**EXTRACT**
====
This "double-confirmation" protection mechanism ensures that power conversion is enabled only when both CPUs and the FPGA are operating normally, effectively eliminating the risk of single-point failures and enhancing system reliability.
3.2. Voltage and Current Acquisition Circuit
To ensure safe and accurate signal acquisition, the voltage and current acquisition circuit adopts a heterogeneous redundant design, as illustrated in Figure 4. Specifically, hardware heterogeneity-such as redundant sensors and independent signal paths-is implemented to enhance data acquisition reliability and effectively mitigate the risk of common-mode failures.
Figure 4. Structure diagram of voltage and current acquisition circuit.
Key Design Features:
1) Isolated Detection Chips: TI’s AMC3336DWER (for voltage detection) and AMC3306M25DWER (for current detection) are adopted, equipped with high-precision isolated delta-σ modulators. These chips deliver exceptional acquisition accuracy (≤±0.5%) and provide electrical isolation from the power circuit, effectively eliminating cross-interference.
2) FPGA-Based Data Processing: Raw acquired data undergoes filtering and preprocessing by FPGA2 prior to transmission to the dual CPUs. The CPUs then perform "two-out-of-two" safety logic verification to ensure data validity.
3) Closed-Loop Feedback Control: FPGA2 leverages the collected voltage data to implement real-time closed-loop control, thereby guaranteeing the stability of the output voltage.
3.3. Weak Current Power Conversion Circuit
The low-voltage power conversion circuit converts the AC220V input into the low-voltage DC power supplies (DC24V, DC5V, DC3.3V) required by the internal components of the module, such as processors, sensors, and communication modules. As illustrated in Figure 5, its configuration comprises a step-down transformer, rectifier bridge, filter capacitor, three-terminal voltage regulator, and integrated power module. This circuit is designed with a priority on low noise and high stability, thereby ensuring the reliable operation of the control and communication units.
====
**RECORDED INFORMATION**
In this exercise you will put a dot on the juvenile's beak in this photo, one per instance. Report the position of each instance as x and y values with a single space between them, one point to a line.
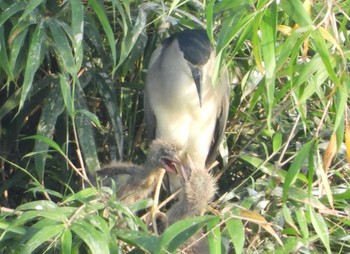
198 80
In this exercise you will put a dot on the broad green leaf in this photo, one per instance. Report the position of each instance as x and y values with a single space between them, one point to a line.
66 242
11 11
30 7
47 141
178 233
288 217
302 222
209 12
101 14
325 55
4 63
86 136
89 115
296 166
321 228
16 47
52 108
42 236
50 214
112 106
66 94
93 238
82 196
11 103
143 240
268 42
276 141
33 61
63 49
77 12
296 11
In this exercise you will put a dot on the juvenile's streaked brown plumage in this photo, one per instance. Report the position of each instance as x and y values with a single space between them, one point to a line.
198 190
139 181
====
**AIM**
Retype the circuit design text word for word, from "2) FPGA-Based Data" to "the output voltage.".

**EXERCISE RESULT**
2) FPGA-Based Data Processing: Raw acquired data undergoes filtering and preprocessing by FPGA2 prior to transmission to the dual CPUs. The CPUs then perform "two-out-of-two" safety logic verification to ensure data validity.
3) Closed-Loop Feedback Control: FPGA2 leverages the collected voltage data to implement real-time closed-loop control, thereby guaranteeing the stability of the output voltage.